═════ Dane do zadania

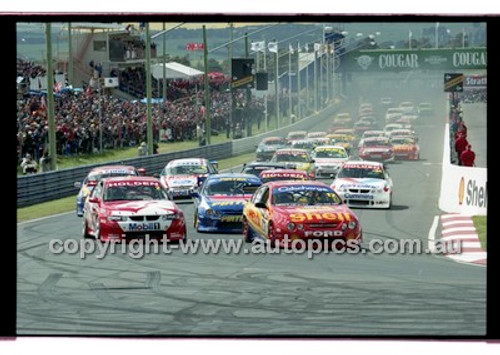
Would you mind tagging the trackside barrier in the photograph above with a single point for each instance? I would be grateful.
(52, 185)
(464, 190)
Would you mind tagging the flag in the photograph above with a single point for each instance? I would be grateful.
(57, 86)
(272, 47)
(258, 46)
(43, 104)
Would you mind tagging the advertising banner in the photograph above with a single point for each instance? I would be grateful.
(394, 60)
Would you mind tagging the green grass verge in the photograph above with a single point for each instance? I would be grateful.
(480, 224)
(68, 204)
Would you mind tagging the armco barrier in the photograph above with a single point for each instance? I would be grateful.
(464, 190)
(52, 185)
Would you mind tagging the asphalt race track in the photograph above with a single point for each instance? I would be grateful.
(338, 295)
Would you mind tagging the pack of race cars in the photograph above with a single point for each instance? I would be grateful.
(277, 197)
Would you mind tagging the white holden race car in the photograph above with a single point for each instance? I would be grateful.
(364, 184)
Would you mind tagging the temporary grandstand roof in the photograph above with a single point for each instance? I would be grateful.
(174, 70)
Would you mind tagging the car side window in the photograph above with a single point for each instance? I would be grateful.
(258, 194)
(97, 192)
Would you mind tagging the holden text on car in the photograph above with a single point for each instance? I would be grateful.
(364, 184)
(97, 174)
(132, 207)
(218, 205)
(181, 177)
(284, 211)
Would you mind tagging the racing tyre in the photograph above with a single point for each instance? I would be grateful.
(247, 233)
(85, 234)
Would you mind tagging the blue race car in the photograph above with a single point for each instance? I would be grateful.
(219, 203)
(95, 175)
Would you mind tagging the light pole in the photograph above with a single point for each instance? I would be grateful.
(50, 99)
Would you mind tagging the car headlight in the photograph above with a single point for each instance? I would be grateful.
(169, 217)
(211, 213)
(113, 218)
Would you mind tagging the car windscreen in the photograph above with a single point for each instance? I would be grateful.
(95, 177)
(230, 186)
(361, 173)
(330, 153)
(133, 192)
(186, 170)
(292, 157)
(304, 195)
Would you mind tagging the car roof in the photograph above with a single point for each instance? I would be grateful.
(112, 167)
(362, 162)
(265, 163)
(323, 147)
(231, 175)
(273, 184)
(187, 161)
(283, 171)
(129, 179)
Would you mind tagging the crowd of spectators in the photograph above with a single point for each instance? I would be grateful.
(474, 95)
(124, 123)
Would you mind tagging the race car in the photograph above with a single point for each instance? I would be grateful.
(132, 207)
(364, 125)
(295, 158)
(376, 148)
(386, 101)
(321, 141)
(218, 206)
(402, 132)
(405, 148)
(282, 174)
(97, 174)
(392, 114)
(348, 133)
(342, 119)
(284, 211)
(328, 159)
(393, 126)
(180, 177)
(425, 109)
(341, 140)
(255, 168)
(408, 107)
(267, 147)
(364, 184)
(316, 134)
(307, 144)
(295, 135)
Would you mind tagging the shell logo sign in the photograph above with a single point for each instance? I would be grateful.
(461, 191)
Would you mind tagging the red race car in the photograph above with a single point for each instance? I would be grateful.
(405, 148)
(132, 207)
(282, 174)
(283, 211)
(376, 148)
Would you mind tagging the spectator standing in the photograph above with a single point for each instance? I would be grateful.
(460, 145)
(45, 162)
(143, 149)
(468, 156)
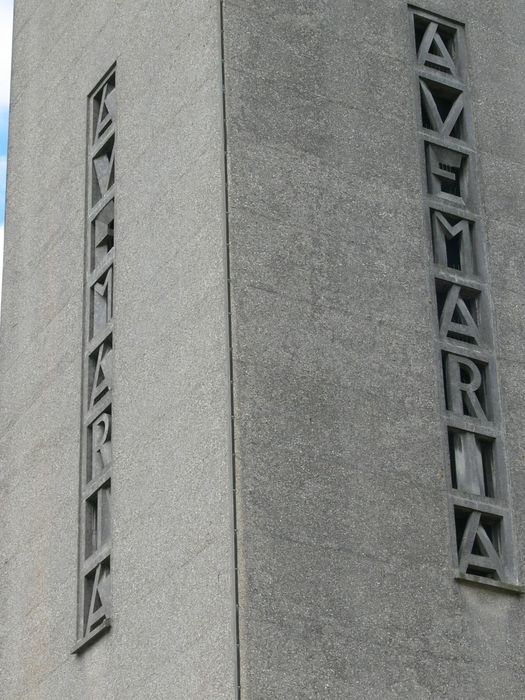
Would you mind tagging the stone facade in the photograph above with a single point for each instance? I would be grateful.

══════════
═════ Dane do zadania

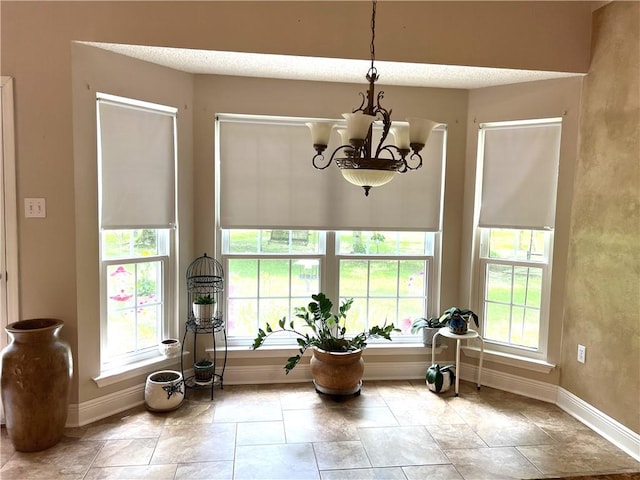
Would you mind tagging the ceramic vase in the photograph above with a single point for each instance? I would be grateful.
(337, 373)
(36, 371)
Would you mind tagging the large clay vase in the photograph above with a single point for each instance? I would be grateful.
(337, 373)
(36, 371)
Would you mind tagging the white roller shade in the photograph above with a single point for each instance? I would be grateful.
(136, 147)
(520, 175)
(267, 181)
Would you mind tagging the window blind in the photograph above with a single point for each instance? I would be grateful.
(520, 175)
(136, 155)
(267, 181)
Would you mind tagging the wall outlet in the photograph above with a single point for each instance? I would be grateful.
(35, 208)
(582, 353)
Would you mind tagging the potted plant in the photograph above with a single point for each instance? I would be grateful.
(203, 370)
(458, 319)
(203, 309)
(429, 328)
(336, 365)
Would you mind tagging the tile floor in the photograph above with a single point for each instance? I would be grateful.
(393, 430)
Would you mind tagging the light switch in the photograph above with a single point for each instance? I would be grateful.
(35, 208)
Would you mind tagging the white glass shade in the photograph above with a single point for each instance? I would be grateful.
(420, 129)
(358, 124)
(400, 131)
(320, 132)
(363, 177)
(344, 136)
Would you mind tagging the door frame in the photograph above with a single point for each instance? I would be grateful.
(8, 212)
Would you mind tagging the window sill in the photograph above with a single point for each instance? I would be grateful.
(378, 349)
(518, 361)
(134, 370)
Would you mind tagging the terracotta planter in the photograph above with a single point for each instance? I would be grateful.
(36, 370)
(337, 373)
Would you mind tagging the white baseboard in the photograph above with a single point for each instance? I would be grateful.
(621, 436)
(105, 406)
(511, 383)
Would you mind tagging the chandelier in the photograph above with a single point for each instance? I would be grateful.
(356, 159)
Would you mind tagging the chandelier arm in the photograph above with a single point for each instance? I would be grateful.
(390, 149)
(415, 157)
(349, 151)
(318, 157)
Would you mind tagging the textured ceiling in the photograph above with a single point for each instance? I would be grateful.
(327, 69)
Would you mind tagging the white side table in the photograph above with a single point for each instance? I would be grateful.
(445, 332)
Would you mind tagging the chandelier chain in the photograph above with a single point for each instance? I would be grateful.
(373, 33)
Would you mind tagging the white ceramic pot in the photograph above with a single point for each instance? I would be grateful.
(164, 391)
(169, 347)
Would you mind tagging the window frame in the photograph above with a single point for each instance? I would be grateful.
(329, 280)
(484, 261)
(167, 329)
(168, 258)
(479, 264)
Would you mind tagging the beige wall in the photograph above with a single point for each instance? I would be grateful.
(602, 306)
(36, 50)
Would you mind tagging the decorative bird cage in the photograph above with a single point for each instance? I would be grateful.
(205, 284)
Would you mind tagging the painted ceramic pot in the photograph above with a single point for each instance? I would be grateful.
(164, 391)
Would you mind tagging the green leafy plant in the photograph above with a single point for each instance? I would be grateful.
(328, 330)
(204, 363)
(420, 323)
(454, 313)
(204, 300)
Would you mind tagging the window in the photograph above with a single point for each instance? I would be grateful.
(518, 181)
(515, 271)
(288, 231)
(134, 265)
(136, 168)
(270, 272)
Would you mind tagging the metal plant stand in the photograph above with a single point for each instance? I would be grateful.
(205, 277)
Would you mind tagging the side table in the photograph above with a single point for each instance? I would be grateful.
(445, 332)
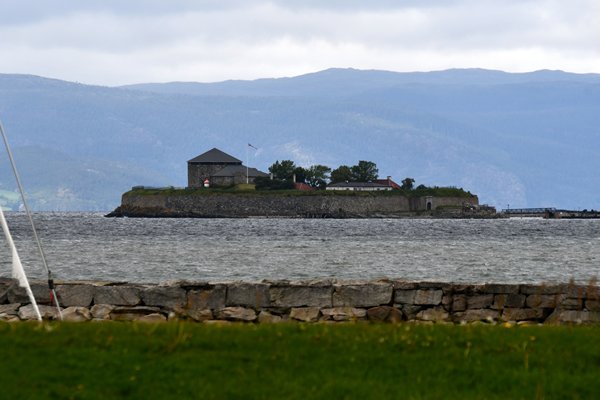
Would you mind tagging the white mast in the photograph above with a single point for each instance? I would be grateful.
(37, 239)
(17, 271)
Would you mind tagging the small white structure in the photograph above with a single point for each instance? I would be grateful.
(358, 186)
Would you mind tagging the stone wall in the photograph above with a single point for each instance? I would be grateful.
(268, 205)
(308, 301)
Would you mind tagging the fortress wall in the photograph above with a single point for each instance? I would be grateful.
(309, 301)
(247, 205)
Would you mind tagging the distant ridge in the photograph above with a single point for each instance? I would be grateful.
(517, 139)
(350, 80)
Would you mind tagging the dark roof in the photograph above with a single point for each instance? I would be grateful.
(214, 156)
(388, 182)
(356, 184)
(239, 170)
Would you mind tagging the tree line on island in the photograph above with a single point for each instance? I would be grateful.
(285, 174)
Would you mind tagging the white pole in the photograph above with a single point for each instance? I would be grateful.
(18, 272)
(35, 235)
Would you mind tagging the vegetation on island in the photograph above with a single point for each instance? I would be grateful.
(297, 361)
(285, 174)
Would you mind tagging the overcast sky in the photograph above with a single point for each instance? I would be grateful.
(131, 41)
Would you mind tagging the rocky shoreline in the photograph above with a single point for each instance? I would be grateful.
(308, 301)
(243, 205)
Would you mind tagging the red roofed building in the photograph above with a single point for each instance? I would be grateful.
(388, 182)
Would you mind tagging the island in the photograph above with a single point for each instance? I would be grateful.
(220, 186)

══════════
═════ Dane do zadania

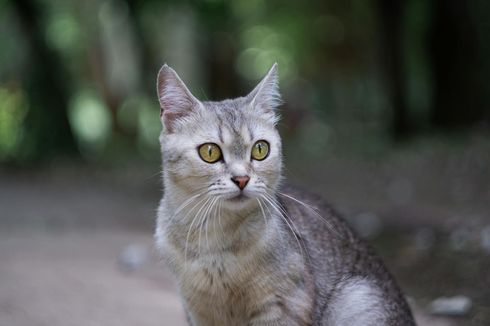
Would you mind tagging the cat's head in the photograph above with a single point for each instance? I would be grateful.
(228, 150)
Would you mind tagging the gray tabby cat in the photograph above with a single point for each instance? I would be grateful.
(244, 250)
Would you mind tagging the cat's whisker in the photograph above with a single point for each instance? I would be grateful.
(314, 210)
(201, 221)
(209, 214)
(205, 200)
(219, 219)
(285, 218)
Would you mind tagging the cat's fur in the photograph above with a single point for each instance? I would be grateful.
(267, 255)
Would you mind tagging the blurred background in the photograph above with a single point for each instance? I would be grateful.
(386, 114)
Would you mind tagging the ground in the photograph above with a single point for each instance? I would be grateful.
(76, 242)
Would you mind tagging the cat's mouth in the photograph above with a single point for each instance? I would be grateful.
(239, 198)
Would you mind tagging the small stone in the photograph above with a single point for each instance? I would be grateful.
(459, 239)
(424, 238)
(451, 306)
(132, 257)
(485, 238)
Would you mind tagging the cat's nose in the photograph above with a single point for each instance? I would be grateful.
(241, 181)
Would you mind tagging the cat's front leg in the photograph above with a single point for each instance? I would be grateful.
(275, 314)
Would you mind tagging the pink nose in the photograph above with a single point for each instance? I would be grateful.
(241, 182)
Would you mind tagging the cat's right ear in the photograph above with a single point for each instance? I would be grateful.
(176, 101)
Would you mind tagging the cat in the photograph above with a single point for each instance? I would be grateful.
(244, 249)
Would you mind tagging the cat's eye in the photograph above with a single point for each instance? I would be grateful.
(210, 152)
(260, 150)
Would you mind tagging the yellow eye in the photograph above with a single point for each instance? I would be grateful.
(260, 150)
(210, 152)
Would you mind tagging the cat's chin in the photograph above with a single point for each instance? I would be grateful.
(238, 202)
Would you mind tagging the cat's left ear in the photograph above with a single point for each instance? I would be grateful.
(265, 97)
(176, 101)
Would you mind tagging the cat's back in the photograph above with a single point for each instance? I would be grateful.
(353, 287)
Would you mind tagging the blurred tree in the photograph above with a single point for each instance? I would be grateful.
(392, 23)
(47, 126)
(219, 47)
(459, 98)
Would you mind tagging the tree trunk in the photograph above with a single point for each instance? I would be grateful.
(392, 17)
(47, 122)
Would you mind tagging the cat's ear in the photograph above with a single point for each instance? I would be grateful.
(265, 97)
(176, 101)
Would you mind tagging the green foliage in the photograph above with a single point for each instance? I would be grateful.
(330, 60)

══════════

--- Krótkie zadanie ---
Wypisz z danych powyżej każdy wiersz, w którym występuje słowo „stone”. Przepisz te wiersze w całości.

--- Rozwiązanie ---
Would you mind tagging the stone facade in the photograph above with a single point for each instance? I would be grateful.
Would you mind tagging the stone wall in the photograph above with a single point for each instance? I would be grateful.
Would you mind tagging the small stone in the photograph above with a single point for each instance? I would be grateful.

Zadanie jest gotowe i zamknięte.